Data –
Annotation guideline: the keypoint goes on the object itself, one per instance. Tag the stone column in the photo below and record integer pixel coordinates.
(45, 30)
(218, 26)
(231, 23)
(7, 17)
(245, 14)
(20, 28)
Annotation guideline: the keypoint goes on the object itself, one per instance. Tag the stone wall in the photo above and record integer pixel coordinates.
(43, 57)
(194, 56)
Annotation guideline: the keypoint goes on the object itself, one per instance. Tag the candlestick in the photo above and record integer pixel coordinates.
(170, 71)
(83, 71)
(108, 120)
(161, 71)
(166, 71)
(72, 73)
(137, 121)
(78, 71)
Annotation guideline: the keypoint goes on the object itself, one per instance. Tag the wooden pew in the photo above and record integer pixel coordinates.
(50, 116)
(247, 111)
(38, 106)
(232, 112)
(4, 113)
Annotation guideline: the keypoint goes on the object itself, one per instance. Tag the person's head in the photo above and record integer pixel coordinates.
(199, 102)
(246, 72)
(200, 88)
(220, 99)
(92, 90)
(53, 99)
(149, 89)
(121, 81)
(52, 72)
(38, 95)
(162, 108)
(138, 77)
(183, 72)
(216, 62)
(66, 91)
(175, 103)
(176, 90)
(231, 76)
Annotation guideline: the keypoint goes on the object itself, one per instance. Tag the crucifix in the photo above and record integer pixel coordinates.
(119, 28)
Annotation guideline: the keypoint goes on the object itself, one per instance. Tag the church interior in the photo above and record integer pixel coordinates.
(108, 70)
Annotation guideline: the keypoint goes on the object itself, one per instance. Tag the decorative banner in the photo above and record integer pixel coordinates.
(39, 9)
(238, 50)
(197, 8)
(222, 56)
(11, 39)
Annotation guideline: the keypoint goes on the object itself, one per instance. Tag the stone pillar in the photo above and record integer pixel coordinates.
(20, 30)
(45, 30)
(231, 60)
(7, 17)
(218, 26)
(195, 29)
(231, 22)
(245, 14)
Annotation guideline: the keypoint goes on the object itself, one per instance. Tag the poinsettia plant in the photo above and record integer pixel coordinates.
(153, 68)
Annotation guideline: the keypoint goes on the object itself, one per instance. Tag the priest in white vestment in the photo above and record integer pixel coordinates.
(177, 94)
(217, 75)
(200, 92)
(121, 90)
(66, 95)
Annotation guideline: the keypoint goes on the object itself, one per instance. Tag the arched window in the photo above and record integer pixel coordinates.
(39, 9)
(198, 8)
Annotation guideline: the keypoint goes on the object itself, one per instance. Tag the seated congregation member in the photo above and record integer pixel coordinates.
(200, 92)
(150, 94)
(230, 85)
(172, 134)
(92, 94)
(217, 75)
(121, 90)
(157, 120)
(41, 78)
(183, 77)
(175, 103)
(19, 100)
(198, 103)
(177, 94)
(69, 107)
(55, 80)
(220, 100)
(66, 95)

Exercise brief – Your reply must contain the line with "Tag the poinsettia" and each later line of the material, word for word, and nothing else.

Written response –
Annotation guideline: the keypoint goes on the object itself, one per instance. Tag the poinsettia plant in the photo above and record integer pixel coordinates.
(153, 68)
Annotation guideline: the keypoint goes on the object itself, one per instance. Tag the priest in white vestment in the photo above and record integer pixel coordinates.
(177, 94)
(217, 75)
(200, 92)
(121, 90)
(66, 95)
Annotation guideline: the keypoint goes on the object itself, one per instance. Tag the arched window in the photo above and record integer pixel coordinates.
(39, 9)
(198, 8)
Annotation guideline: the keypoint goes on the object itself, one per instance. Tag the seated congregation member in the photo above and record integer pixel coordinates.
(200, 92)
(150, 94)
(230, 85)
(172, 134)
(92, 94)
(217, 75)
(121, 90)
(157, 120)
(41, 78)
(183, 77)
(175, 103)
(19, 100)
(198, 103)
(177, 94)
(69, 107)
(55, 80)
(220, 100)
(66, 95)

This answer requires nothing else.